TASKS AND EXERCISES:
1. Rewrite the impact investing text from "Written by Katharina" to "their positive outlook.", replacing "survey" with "study".
2. List the sectors that the impact investing text names as receiving capital through impact investment.
3. Continue the impact investing text from where it ends.

*** TEXT PROVIDED ***

Written by Katharina Cavano of Palladium
When the Global Impact Investing Network (GIIN) conducted their 10th annual survey in February of 2020, the world was on the precipice of a global pandemic, the consequences of which are still unfolding. In April, GIIN released additional survey questions on how COVID-19 might impact future allocations and risk assessments, revealing that despite significant uncertainty, investors have maintained their positive outlook.
Impact investment provides capital to often ignored sectors such as sustainable agriculture, renewable energy, conservation, and microfinance. Those surveyed by GIIN this year represent ~USD 404 billion of impact investing assets across the world and included Palladium Impact Capital (formerly Enclude), a founding member of GIIN.
Despite the economic implications of COVID-19, 57 percent of survey respondents reported that they are ‘unlikely’ to change their plans to commit capital to impact investment in 2020. Another 15% responded that they are ‘likely’ to commit more capital in 2020 than initially planned.

*** ENTRIES SUPPLIED ***

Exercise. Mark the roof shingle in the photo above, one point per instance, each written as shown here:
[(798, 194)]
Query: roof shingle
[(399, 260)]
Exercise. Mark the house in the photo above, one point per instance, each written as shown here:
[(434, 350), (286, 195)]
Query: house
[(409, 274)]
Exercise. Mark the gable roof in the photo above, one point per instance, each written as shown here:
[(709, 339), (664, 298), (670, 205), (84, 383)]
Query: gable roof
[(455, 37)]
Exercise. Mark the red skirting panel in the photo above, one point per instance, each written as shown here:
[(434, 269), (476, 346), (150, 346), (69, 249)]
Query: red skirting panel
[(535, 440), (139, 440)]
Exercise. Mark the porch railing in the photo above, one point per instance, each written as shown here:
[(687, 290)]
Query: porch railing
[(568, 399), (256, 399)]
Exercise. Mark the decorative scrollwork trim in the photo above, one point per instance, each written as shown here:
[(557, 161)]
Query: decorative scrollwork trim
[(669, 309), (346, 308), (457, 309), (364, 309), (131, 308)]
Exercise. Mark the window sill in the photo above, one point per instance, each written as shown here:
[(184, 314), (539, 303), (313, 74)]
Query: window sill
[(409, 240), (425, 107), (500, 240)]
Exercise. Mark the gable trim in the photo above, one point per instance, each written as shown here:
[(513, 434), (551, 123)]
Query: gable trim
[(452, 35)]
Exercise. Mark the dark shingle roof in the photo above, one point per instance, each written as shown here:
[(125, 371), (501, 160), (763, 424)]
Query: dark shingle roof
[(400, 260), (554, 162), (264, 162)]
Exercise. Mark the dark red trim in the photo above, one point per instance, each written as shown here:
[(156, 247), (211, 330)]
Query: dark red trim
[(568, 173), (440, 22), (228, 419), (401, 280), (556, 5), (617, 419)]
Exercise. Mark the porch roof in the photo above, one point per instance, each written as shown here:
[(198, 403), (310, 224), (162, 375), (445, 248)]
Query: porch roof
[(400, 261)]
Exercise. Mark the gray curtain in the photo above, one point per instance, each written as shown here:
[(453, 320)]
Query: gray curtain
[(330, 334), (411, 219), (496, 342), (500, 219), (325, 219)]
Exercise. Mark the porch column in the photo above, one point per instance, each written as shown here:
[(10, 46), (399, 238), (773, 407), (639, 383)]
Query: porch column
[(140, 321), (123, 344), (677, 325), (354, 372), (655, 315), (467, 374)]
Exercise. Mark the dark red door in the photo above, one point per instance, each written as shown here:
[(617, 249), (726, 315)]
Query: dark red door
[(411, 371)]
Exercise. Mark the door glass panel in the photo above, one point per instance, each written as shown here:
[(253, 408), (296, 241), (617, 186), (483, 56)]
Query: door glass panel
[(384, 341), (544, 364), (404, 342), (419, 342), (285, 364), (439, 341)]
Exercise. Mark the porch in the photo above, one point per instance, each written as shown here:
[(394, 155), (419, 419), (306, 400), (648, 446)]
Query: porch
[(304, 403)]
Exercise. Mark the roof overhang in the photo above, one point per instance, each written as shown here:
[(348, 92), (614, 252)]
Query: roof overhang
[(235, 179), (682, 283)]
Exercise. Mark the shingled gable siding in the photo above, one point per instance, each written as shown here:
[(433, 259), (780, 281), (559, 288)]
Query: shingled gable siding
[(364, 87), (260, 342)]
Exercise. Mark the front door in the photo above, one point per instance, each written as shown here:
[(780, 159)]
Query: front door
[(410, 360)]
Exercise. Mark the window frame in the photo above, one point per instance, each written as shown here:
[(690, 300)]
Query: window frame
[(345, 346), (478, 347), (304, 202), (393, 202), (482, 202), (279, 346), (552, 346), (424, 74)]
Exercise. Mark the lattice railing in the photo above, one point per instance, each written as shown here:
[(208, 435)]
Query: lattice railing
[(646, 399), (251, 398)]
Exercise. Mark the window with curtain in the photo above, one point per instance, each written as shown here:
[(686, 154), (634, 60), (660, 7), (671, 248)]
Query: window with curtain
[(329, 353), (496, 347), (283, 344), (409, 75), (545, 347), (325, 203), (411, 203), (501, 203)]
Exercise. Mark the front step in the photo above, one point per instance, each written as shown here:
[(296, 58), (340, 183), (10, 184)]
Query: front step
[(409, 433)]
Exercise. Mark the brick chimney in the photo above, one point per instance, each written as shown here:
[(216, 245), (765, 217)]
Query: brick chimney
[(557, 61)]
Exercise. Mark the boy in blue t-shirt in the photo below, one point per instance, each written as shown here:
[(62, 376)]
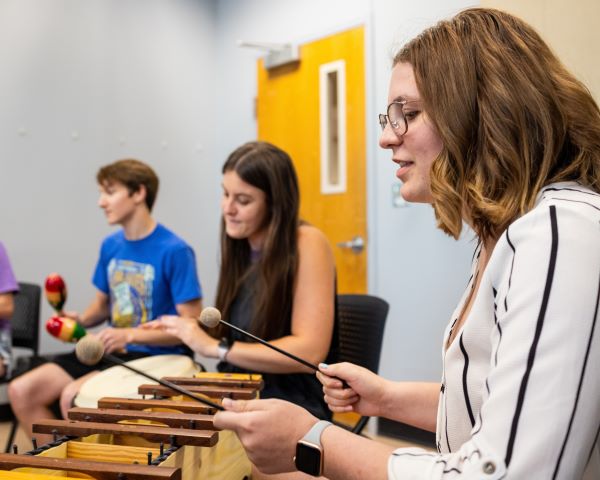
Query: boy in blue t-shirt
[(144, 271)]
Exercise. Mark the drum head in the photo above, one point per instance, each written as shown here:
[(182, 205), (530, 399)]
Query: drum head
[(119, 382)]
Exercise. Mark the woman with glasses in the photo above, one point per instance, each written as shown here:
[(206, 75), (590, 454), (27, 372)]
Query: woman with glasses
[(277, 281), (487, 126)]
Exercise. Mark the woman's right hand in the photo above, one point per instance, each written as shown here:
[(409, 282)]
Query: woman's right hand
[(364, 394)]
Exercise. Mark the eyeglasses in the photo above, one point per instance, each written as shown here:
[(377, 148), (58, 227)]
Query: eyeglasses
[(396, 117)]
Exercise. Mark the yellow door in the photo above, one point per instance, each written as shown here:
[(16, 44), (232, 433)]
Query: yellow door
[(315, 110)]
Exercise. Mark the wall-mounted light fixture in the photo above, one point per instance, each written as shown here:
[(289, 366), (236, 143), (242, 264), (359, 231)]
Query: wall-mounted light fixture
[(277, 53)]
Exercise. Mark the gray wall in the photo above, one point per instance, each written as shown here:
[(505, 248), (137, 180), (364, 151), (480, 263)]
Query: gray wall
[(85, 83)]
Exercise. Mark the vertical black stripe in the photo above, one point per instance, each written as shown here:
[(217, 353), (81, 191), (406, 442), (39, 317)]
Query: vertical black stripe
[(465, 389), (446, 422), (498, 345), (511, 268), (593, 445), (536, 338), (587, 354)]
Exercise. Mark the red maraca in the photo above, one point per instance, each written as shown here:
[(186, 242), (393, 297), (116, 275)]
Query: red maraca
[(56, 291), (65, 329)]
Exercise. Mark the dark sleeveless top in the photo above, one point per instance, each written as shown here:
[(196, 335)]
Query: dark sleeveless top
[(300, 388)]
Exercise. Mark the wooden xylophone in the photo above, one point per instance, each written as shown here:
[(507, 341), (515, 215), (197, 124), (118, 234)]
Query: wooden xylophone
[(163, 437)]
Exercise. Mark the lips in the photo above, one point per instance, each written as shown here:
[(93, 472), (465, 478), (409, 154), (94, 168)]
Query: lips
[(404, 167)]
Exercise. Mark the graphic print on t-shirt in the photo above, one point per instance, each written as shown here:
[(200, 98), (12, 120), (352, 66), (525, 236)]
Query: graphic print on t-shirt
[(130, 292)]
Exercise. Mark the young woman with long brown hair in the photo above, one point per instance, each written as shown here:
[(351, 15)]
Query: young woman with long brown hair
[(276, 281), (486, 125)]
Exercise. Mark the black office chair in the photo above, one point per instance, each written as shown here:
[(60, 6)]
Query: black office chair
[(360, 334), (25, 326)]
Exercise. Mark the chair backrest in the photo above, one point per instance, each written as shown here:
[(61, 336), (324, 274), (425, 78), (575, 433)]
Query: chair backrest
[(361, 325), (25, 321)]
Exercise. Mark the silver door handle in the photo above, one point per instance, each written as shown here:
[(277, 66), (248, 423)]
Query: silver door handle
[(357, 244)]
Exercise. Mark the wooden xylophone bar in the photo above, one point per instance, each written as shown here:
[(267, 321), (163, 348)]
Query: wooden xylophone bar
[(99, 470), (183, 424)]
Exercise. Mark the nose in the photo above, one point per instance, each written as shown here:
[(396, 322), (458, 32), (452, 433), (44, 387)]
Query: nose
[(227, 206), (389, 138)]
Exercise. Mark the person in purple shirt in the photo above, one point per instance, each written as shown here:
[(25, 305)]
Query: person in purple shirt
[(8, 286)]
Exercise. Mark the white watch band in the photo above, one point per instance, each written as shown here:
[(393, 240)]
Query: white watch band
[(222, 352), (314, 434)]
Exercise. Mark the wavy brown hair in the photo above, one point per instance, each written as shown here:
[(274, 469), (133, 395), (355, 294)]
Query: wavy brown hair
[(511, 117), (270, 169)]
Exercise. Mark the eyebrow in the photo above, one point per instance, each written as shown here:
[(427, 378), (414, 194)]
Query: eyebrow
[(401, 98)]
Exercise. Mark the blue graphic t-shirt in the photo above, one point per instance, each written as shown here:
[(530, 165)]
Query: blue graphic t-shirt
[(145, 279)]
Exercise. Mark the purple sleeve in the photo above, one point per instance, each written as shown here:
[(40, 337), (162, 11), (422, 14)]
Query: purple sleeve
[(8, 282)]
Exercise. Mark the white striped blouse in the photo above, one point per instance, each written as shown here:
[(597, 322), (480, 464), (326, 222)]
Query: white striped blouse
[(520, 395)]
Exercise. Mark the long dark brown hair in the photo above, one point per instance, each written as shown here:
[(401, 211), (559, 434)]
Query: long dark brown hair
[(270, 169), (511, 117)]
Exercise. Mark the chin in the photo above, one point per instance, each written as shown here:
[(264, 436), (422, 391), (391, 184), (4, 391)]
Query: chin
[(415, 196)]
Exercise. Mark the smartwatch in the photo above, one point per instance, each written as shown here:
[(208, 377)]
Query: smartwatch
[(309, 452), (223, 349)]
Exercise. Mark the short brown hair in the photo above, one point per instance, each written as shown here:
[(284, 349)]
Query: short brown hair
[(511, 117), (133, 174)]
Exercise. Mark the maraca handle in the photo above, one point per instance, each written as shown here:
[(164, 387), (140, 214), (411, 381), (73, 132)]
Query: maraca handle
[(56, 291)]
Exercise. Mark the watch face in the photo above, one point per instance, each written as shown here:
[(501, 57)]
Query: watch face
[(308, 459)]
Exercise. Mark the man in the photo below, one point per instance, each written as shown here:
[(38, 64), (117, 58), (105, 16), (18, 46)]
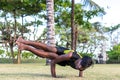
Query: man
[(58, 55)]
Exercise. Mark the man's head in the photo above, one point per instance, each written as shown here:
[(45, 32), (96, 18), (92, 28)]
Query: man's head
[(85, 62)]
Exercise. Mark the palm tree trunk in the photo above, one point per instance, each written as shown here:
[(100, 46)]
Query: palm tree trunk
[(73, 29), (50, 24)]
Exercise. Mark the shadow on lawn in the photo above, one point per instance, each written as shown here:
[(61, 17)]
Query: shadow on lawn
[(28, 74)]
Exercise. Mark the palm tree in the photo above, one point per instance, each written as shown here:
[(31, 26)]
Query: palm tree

***

REPLIES:
1.
Written by Katharina Cavano of Palladium
When the Global Impact Investing Network (GIIN) conducted their 10th annual study in February of 2020, the world was on the precipice of a global pandemic, the consequences of which are still unfolding. In April, GIIN released additional study questions on how COVID-19 might impact future allocations and risk assessments, revealing that despite significant uncertainty, investors have maintained their positive outlook.

2.
- sustainable agriculture
- renewable energy
- conservation
- microfinance

3.
Preeth Gowdar, Director of Palladium Impact Capital, has seen a shift in how impact investors are investing in 2020.
Many private sector investors are being a bit more conservative in terms of deploying capital. Are they pulling back from the market in a huge way? No. But at the same time, a lot of investors are pressing ‘pause’ on what they’re doing, and in some cases they are markedly re-focusing on near-term COVID-19 relief rather than business-as-usual impact investing.
Gowdar describes an atmosphere of tentative growth and while deals are still closing, many investors are choosing to focus on funds or companies they already know or have worked with in the past.
Many teams are tentative about making brand new investments in things they can’t easily get to know. They can’t fly-out to spend substantial time with the people or operations that they would invest in. Investors are hesitant to buy into something new just based on video calls. As intermediaries we are working to help investors explore alternative ways to do due diligence and keep capital flowing—for example, sharing due diligence results between co-investors. Innovative approaches to due diligence will serve the market and the planet in the future. Even when travel resumes, we can all think differently about what is most important to do in person, and what is not.
This is in line with the findings of a new GIIN survey conducted in July, on how the impact investing market is practicing due diligence in the context of COVID-19. Seventy percent of respondents reported that they were planning on deploying capital to investees already in their portfolio, but 52 percent cited challenges in their ability to conduct due diligence quickly.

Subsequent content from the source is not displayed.